Hampir setiap memasuki siklus menstruasi, saya enggak bisa berhenti menonton ulang A Star Is Born (2018). Film itu menceritakan perjalanan Ally Campana (Lady Gaga) yang mengejar mimpi sebagai musisi. Di saat bersamaan, ia menjalin relasi romantis dengan Jackson Maine (Bradley Cooper), rock star yang alkoholik.
Meskipun beberapa dialognya hafal di luar kepala, film garapan Cooper tersebut enggak pernah gagal menyentuh perasaan saya. Namun, setelah bolak-balik menonton, saya baru menyadari, hubungan Ally dan Jackson merupakan codependent relationship. Ini adalah hubungan yang memprioritaskan pasangan, sampai mengorbankan kebutuhan dan keinginannya sendiri.
Melansir Psych Central, sebenarnya istilah codependency mulai dikenal sejak 1936. Waktu itu, Bill Wilson dan Dr. Robert Holbrook Smith membuat gerakan Alcoholics Anonymous (AA). Kemudian, muncul 12-Step, program pemulihan bagi keluarga dan pendamping mereka yang alkoholik. Baik AA maupun 12-Step bertujuan untuk memberikan dukungan, dengan saling menceritakan pengalaman mereka.

- - - - -

## YANG PERLU DIKERJAKAN
1) Ringkas paragraf tulisan yang diawali "Melansir Psych Central" menjadi daftar poin singkat tanpa menghilangkan fakta utamanya.
2) Ketik ulang baris-baris dalam catatan, mulai dari baris yang memuat "Practice step: locate the man with" sampai baris yang memuat "point(110, 126)", kedua baris itu ikut diketik.
Tulisan ini dan catatan yang menyusul adalah dua bahan yang terpisah.

[Item Tersimpan]
- - - - -

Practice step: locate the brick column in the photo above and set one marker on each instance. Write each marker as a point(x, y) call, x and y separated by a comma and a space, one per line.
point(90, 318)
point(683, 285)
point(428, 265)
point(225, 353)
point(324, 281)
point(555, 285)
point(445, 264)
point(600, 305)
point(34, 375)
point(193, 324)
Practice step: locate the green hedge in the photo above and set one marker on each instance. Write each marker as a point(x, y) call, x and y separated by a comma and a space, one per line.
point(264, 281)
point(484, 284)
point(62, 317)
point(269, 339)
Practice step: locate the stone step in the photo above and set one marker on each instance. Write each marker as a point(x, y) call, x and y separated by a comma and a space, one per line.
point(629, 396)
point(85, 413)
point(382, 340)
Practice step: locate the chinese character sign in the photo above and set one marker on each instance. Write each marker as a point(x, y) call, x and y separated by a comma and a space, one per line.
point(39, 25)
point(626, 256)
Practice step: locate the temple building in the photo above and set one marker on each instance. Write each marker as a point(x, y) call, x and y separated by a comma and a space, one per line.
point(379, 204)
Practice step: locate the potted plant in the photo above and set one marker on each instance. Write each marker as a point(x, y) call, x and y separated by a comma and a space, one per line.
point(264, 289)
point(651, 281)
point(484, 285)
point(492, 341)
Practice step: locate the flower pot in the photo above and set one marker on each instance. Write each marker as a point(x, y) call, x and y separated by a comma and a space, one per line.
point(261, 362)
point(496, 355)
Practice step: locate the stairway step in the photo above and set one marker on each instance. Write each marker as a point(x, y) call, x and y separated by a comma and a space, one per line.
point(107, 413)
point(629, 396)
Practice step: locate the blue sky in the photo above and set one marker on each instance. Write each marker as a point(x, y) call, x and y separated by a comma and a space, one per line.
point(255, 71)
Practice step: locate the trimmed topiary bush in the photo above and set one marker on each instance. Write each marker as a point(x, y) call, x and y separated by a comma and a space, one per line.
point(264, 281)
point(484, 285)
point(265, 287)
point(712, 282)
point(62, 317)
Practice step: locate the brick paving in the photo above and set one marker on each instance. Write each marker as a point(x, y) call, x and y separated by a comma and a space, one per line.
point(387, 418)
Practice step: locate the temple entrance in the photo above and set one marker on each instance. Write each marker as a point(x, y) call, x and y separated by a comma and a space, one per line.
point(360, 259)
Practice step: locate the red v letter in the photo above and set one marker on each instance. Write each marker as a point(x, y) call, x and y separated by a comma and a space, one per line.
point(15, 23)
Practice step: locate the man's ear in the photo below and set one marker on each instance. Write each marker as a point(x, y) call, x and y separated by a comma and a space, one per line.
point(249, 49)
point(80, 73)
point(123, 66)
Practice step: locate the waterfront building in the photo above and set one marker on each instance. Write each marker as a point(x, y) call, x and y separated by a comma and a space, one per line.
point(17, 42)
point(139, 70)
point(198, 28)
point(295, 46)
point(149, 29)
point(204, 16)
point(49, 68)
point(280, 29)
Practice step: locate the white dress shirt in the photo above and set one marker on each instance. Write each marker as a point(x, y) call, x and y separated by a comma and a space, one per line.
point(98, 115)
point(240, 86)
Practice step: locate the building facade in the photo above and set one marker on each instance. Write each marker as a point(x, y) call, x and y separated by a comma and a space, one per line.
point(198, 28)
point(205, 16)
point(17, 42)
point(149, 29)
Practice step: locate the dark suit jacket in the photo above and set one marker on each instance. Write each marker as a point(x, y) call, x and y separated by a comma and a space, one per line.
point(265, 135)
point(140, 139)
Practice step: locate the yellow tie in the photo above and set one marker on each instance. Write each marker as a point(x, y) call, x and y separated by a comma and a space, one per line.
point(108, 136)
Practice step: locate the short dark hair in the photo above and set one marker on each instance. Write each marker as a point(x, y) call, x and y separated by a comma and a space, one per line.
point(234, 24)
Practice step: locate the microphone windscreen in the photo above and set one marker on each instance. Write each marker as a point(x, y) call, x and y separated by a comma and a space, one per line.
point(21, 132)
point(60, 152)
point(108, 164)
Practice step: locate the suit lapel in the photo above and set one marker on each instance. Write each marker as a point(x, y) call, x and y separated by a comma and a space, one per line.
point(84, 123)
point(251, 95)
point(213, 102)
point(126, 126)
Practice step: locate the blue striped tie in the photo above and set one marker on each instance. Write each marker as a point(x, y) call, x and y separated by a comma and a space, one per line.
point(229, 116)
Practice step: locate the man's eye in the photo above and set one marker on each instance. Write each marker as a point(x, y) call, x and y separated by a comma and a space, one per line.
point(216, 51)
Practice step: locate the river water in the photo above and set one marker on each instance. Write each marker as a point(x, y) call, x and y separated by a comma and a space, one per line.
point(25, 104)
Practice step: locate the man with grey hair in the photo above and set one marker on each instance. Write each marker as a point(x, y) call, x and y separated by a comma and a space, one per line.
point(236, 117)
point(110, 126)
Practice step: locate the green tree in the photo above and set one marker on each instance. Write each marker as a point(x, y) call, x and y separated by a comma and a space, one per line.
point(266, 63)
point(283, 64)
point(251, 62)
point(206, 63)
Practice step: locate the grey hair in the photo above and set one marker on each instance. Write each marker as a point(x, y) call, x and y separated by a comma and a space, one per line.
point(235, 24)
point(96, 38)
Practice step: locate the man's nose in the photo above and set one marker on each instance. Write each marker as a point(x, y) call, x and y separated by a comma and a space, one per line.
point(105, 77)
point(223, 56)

- - - - -

## JAWABAN LATIHAN
1)
- Menurut Psych Central, istilah codependency mulai dikenal sejak 1936.
- Saat itu, Bill Wilson dan Dr. Robert Holbrook Smith membuat gerakan Alcoholics Anonymous (AA).
- Kemudian muncul 12-Step, program pemulihan bagi keluarga dan pendamping orang yang alkoholik.
- AA dan 12-Step sama-sama bertujuan memberi dukungan lewat saling bercerita tentang pengalaman.

2)
Practice step: locate the man with grey hair in the photo above and set one marker on each instance. Write each marker as a point(x, y) call, x and y separated by a comma and a space, one per line.
point(236, 117)
point(110, 126)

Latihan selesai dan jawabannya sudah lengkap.